— What is being asked —
Can you lift out the essay on Oedipus below and reproduce all of it word for word?

— Document —
====

God. God. Is there a sorrow greater where shall I find harbor in this world? My voice is hurled far on a dark wind. What has god done to me?

-Oedipus

Oedipus is the tragedy that he creates for himself. I think that his story was so horrible because he was a noble man, and did not deserve the fate put upon him by kadmos. The prophecy was terrible, not Oedipus, his only flaw was his ignorance, and for that he paid dearly. Some may say that Oedipus was cowardly in trying to avoid his own destiny, running away from his family and When faced with such a devastating truth trying desperately to avoid coming to terms with it. I wouldn t blame anyone for this. Although it wasn t the noblest thing to do, it was human and understandable. Noble king that he may have been and great in many ways, was stripped of his good name not because of anything that he did intentionally, but merely another puppet of the Greek gods. The pain of knowing that the woman he loved was his mother, the man he slaughtered his father, the destiny he tried so hard to avoid caught up with him, was too much to bear and is a great tragedy. And when he does face his guilt and shame of the prophecy he takes it with full ownership and never tries to make excuses for himself. I don t think that too many people could have that kind of courage. Most of us would place the blame on whomever we could to try and save pride and dignity, but not Oedipus his integrity was truly honorable, and when he gauged out his eyes and walked blinded in exile from what was once his kingdom was when I saw him as a hero and as a man. Oedipus had good intentions but unavoidable truth, which is what makes this story so tragic.

====

— Provided data —
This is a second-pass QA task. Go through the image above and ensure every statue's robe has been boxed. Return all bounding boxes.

====

— Answer to the task —
God. God. Is there a sorrow greater where shall I find harbor in this world? My voice is hurled far on a dark wind. What has god done to me?

-Oedipus

Oedipus is the tragedy that he creates for himself. I think that his story was so horrible because he was a noble man, and did not deserve the fate put upon him by kadmos. The prophecy was terrible, not Oedipus, his only flaw was his ignorance, and for that he paid dearly. Some may say that Oedipus was cowardly in trying to avoid his own destiny, running away from his family and When faced with such a devastating truth trying desperately to avoid coming to terms with it. I wouldn t blame anyone for this. Although it wasn t the noblest thing to do, it was human and understandable. Noble king that he may have been and great in many ways, was stripped of his good name not because of anything that he did intentionally, but merely another puppet of the Greek gods. The pain of knowing that the woman he loved was his mother, the man he slaughtered his father, the destiny he tried so hard to avoid caught up with him, was too much to bear and is a great tragedy. And when he does face his guilt and shame of the prophecy he takes it with full ownership and never tries to make excuses for himself. I don t think that too many people could have that kind of courage. Most of us would place the blame on whomever we could to try and save pride and dignity, but not Oedipus his integrity was truly honorable, and when he gauged out his eyes and walked blinded in exile from what was once his kingdom was when I saw him as a hero and as a man. Oedipus had good intentions but unavoidable truth, which is what makes this story so tragic.